Fragmento seleccionado >>
No miraré su rostro es, como lo afirma el autor en su dedicatoria, un “ejercicio de la memoria”. Así lo asegura también –al fin y al cabo, quien habla no es quien escribe– el narrador en las primeras páginas: es una fiesta de la memoria en donde se confunde “el antes con el después”, porque el volumen que el lector tiene entre sus manos es una “subversión de lo vivido”. Sin más preliminares ni rodeos, esta novela se adentra de la mano del narrador –ante el féretro de su padre– en un dilatado retroceso temporal que se remonta hasta los años cuarenta y cincuenta del siglo XX. Y como tal, los recuerdos se acumulan y se sobreponen, se solapan, se fragmentan, hasta conformar un llamativo tejido de personajes y episodios. Con un maravilloso sentido del equilibrio, el texto va de un episodio a otro hasta alcanzar el centro de unas vivencias que constituyen piedras de toque de la trayectoria personal, familiar y social de una comunidad. Como la urraca que acumula objetos brillantes en su nido, el narrador de esta novela acumula recuerdos.

En cierta medida, la mirada retrospectiva sobre ese dilatado “antes” –dos generaciones anteriores a la suya– es el recuento de un proceso de aprendizaje, de formación, de crecimiento: la brevedad de la vida, la incertidumbre como respuesta, la soledad como condición, el fardo de la tristeza, la dificultad de perdonar, el misterio de la muerte, las circunstancias que transforman una voluntad en destino.

Reto A >>
Según el fragmento sobre la novela No miraré su rostro, ¿hasta qué décadas llega el retroceso temporal que emprende el narrador?
Reto B >>
Edita el fragmento sobre la novela y reproduce el tramo que va desde "En cierta medida, la" hasta "voluntad en destino.", sustituyendo "tristeza" por "melancolía".

Extracto de datos >>

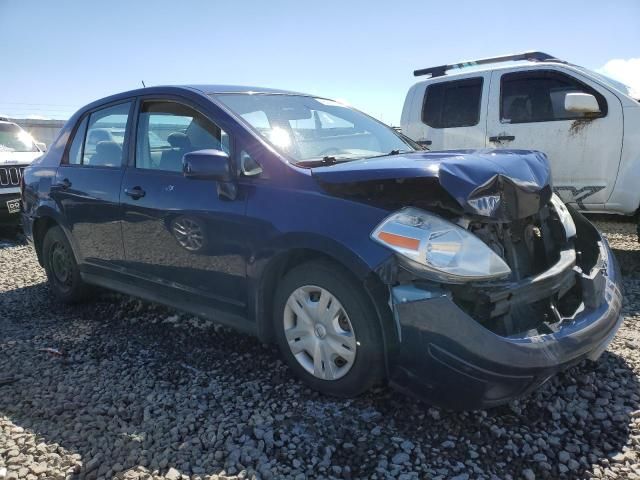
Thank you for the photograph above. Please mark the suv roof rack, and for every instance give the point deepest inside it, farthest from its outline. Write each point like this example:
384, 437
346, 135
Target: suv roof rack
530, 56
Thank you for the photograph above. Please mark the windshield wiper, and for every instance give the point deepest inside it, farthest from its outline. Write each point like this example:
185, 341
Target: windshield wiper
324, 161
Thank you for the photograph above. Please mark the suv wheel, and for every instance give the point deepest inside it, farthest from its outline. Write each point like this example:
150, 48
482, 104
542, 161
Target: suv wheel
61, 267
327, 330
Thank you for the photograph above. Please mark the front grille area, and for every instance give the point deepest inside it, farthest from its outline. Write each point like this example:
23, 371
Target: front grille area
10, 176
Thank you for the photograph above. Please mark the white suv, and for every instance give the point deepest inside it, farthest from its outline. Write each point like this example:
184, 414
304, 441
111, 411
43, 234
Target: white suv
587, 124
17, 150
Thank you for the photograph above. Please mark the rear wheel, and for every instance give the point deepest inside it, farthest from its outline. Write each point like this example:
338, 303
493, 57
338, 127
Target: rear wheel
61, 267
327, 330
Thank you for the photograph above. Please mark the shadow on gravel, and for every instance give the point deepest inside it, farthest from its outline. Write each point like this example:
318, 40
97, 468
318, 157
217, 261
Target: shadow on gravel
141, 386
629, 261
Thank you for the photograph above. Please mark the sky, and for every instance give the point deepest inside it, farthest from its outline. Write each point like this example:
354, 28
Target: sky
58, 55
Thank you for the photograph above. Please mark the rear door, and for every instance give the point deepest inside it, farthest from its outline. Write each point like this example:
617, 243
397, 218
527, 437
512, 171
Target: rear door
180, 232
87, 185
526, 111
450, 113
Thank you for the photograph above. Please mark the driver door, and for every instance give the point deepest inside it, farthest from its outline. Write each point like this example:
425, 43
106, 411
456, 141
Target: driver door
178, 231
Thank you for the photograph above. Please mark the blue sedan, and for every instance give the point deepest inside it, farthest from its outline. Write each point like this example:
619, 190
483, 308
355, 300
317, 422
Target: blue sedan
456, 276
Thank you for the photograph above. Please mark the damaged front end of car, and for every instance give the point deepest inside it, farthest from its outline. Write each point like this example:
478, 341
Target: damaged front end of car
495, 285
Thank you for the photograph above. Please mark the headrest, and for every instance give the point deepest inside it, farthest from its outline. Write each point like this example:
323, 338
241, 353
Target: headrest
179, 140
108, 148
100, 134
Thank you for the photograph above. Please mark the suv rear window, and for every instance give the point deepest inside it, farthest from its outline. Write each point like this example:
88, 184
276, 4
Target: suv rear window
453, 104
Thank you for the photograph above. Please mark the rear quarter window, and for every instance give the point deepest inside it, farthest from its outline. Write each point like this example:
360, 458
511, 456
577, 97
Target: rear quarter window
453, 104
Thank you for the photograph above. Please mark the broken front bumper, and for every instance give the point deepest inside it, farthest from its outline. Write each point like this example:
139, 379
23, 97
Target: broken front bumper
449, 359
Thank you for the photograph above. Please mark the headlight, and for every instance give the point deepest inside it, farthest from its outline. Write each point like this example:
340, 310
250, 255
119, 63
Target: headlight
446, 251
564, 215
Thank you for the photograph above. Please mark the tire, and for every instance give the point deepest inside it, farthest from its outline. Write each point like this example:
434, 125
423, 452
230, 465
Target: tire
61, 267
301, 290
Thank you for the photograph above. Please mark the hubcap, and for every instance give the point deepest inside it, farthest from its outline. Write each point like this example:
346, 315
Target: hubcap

Resultado correcto A >>
Hasta los años cuarenta y cincuenta del siglo XX.

Resultado correcto B >>
En cierta medida, la mirada retrospectiva sobre ese dilatado “antes” –dos generaciones anteriores a la suya– es el recuento de un proceso de aprendizaje, de formación, de crecimiento: la brevedad de la vida, la incertidumbre como respuesta, la soledad como condición, el fardo de la melancolía, la dificultad de perdonar, el misterio de la muerte, las circunstancias que transforman una voluntad en destino.